**Exercise instructions:** Go through the lines below and copy any that hold the string "fence".

** Data supplied follows **

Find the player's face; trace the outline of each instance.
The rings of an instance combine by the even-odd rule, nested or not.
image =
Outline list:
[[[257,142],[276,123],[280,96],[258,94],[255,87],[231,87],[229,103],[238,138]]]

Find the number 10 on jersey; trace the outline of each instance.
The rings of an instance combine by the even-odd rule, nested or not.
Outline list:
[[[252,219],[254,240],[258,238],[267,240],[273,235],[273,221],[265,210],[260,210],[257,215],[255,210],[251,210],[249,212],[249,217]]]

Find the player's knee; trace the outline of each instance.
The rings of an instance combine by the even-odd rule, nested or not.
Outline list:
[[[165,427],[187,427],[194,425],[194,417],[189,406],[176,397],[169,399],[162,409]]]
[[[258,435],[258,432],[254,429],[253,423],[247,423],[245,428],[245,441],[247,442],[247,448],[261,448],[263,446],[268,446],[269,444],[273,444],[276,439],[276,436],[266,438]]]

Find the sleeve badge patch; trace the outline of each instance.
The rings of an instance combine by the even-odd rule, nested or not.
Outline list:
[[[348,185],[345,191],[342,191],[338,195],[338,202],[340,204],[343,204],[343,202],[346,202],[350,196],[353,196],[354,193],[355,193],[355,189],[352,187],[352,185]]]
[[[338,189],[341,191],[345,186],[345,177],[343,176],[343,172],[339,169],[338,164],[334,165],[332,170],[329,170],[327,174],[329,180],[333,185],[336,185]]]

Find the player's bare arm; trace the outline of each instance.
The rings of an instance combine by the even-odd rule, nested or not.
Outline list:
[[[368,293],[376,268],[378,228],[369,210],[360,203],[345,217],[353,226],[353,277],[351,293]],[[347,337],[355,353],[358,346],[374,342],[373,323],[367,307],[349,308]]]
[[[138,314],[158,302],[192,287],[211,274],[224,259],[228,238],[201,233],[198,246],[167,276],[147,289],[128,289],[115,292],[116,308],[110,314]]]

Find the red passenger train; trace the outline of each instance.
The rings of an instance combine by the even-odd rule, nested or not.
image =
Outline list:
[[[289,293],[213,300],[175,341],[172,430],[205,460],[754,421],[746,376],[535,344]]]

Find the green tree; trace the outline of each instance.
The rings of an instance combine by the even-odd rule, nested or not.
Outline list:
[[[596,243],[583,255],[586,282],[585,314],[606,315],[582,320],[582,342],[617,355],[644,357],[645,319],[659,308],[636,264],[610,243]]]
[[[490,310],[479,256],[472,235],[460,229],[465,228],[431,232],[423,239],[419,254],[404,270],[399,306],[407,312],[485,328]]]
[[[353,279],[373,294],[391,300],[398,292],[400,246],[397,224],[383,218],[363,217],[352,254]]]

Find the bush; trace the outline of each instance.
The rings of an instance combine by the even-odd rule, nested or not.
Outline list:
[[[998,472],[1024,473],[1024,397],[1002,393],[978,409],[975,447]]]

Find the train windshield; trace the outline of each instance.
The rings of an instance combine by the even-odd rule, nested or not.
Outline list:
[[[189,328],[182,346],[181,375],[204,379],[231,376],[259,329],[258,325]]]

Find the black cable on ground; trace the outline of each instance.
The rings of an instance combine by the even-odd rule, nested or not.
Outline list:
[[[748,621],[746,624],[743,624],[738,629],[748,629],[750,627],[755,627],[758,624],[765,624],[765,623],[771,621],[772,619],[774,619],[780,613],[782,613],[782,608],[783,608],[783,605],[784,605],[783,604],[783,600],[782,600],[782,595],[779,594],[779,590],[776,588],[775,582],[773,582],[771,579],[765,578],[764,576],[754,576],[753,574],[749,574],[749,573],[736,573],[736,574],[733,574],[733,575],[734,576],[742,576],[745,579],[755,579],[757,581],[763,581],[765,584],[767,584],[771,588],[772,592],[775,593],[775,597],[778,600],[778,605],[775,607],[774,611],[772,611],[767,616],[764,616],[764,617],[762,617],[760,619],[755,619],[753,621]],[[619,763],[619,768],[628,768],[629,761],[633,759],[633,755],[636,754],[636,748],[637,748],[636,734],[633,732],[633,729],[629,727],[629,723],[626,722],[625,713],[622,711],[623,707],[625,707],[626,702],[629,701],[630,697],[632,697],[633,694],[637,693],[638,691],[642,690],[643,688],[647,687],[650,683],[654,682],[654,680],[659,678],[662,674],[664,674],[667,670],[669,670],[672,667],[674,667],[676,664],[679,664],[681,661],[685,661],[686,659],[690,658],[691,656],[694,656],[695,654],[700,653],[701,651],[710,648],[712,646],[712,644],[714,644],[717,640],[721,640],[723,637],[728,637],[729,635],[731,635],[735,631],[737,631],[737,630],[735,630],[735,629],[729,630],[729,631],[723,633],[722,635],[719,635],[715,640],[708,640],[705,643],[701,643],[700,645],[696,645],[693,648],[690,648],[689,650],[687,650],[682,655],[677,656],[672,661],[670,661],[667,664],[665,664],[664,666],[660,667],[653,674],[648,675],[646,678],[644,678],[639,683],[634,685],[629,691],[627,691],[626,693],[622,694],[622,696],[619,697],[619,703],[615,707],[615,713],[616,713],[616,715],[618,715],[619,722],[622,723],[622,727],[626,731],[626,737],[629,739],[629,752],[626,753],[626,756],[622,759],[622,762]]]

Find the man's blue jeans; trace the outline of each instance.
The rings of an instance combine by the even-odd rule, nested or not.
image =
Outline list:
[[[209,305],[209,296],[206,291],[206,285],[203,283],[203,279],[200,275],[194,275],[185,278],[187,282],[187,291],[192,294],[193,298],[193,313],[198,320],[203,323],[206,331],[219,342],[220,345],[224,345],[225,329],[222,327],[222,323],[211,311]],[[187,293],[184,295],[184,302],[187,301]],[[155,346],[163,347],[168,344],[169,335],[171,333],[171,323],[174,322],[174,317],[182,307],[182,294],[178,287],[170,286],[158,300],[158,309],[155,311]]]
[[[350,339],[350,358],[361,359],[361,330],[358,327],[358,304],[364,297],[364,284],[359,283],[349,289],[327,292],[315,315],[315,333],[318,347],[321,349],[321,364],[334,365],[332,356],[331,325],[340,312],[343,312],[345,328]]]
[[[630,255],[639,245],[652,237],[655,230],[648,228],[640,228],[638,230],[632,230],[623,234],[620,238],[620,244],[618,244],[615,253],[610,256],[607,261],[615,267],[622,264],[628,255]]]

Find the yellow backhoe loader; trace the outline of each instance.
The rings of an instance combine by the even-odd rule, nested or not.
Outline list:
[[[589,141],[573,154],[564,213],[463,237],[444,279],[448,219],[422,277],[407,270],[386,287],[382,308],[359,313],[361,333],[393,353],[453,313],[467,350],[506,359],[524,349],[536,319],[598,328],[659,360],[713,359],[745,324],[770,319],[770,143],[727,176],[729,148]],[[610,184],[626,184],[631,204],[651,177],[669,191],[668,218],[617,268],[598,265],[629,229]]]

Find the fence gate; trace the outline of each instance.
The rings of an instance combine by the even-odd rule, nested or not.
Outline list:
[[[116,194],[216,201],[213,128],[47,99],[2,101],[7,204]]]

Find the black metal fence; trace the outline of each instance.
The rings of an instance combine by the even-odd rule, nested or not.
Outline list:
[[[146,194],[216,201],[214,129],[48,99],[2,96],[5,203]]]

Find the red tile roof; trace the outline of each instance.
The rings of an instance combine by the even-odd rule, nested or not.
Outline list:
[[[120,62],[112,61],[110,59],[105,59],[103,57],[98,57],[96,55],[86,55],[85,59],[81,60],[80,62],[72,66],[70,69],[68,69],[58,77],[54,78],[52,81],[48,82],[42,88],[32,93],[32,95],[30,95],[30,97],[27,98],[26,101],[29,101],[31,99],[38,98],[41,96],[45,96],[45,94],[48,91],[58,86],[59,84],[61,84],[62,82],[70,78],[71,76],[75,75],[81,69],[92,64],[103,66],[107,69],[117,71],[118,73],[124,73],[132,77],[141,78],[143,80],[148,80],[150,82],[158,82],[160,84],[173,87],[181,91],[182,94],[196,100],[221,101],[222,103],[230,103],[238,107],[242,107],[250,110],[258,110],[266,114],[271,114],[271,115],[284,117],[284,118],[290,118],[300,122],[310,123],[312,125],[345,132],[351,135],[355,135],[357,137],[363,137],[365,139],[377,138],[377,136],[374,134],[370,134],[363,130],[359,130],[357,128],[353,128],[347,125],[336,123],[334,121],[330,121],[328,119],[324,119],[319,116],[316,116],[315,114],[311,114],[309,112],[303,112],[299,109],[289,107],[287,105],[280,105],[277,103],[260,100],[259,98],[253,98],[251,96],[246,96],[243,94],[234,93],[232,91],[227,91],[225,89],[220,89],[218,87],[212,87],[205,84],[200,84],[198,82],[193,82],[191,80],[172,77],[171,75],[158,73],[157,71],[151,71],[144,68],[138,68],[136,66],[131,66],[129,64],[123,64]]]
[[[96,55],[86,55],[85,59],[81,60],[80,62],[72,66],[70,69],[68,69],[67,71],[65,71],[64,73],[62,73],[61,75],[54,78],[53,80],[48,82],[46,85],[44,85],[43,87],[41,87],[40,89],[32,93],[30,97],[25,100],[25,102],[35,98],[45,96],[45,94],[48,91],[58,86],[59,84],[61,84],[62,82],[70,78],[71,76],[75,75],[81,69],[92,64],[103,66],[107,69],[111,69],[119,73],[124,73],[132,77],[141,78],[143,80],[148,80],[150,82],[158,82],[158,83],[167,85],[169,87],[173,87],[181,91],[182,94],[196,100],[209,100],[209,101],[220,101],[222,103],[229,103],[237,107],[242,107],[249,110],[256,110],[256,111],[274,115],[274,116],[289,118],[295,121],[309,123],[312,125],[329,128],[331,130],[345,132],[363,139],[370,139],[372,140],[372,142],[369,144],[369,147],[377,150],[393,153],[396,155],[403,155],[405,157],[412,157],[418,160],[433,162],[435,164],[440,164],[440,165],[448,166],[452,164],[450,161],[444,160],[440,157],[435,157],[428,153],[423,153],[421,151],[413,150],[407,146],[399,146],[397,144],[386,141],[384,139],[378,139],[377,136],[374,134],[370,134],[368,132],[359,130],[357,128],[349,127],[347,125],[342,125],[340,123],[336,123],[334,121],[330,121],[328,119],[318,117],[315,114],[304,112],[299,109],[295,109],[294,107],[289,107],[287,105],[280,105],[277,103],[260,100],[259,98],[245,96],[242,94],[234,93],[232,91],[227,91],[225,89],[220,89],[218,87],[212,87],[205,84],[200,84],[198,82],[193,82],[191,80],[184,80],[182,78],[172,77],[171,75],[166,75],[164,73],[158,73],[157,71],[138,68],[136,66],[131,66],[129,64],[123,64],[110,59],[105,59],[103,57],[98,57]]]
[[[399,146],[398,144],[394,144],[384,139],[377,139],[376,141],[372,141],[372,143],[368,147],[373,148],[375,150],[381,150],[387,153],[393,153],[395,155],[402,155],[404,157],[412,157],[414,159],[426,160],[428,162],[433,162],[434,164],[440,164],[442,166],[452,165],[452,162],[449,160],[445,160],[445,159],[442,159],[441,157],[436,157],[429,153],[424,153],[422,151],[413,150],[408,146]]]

** End of Data supplied **

**Solution for this task:**
Find the fence gate; trace the outline of each instance.
Find the black metal fence; trace the outline of each instance.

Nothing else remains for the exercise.